### WORK INSTRUCTIONS:
In the text about the Canadian Alliance of Student Associations, which university hosted the first Winds of Change conference?

### TEXT SHOWN:
** START **
The Canadian Alliance of Student Associations (CASA) is a federally focused student advocacy organization. CASA currently has 24 members, who represent over 275,000 students from across Canada. With a formal partnership with the Quebec Student Union, CASA represents 365,000 students. CASA works towards an accessible, affordable, innovative and high-quality post-secondary education system.

History
CASA's origins can be traced to the first Winds of Change conference hosted by the University of Alberta in 1990. In what would become an annual meeting, student leaders from across the country were invited to come together to discuss challenges facing post-secondary education students in Canada.

In 1993 the federal government announced that all of Canada's social programs would be reviewed with sweeping and significant changes likely to come which prompted several student unions not affiliated with the CFS to try to organize efforts to lobby the federal government on education issues.
** END **
### GIVEN RECORDS:
** START **
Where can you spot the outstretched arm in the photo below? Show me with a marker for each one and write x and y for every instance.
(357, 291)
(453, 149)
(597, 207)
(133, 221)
** END **
### CORRECT RESULT:
The University of Alberta hosted it in 1990.